To be done |
#1 Answer these questions from the replication page below:
(a) What does MySQL binlog replication stream?
(b) What does last-write-wins risk doing on nodes with skewed clocks?
(c) What condition on W, R and N gives strong consistency in leaderless replication?
#2 Rewrite the replication page below from "Leaderless (Dynamo-Style)" to "to healthy replicas.", putting "proxy node" wherever "coordinator" appears.

Reading text |
Database Replication
Database Replication
Maintaining copies of the same data on multiple database nodes to improve read throughput, provide fault tolerance, and reduce read latency by serving reads from geographically closer replicas.
When NOT to Use
- Write throughput exceeds what a single primary can handle — replication scales reads, not writes; use Database-Sharding to scale writes. A single primary is the write bottleneck regardless of how many replicas exist. Replication is the wrong tool when the constraint is write capacity.
- Writes require cross-region low latency — single-leader from a remote region has unacceptable write latency for users in that region; consider multi-leader or geo-partitioning (sharding by region). Replication does not solve write latency for geographically distributed users who need to write locally.
Core Mechanism
Replication keeps multiple copies of the same data on different nodes. The defining question is: which nodes are allowed to accept writes?
Single-Leader (Primary-Replica)
All writes go to one primary; replicas receive changes via replication log. Simple mental model. Write throughput limited by single primary. Read throughput scales horizontally via replicas — adding replicas adds read capacity linearly. Most common model:
- PostgreSQL streaming replication — physical WAL (Write-Ahead Log) streaming
- MySQL binlog replication — logical binlog events
- MongoDB replica sets — primary election with Raft-based consensus
The primary maintains a replication log; replicas replay it to stay current. The lag between primary write and replica application is replication lag.
Multi-Leader (Multi-Master)
Multiple nodes accept writes simultaneously; changes propagate between leaders via asynchronous replication. Enables geo-distributed writes — each region has a local leader, so writes do not cross region boundaries. Requires write conflict resolution because two leaders can accept conflicting writes for the same key:
- Last-write-wins (LWW): each write is timestamped; the write with the later timestamp wins. Simple but risks discarding recent writes on nodes with skewed clocks.
- Application-specific merge: application defines a merge function for conflicting writes (e.g., union of sets for collaborative editing).
- CRDTs (Conflict-free Replicated Data Types): data structures that commute — concurrent writes always merge to a deterministic result without conflict.
Complexity is high; use only when single-leader write latency from remote regions is unacceptable.
Leaderless (Dynamo-Style)
Any replica accepts reads and writes; coordinator routes to N replicas using quorum (W writes + R reads, W+R > N for strong consistency). No single point of failure — no primary election is required on failure; the coordinator simply routes to healthy replicas.

Record list |
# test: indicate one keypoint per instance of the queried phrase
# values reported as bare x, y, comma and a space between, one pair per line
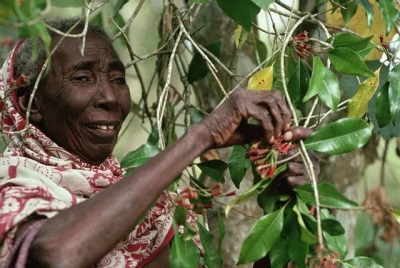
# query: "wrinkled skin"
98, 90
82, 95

Answers to the exercises |
#1
(a) Logical binlog events.
(b) Discarding recent writes.
(c) W+R > N.

#2
Leaderless (Dynamo-Style)
Any replica accepts reads and writes; proxy node routes to N replicas using quorum (W writes + R reads, W+R > N for strong consistency). No single point of failure — no primary election is required on failure; the proxy node simply routes to healthy replicas.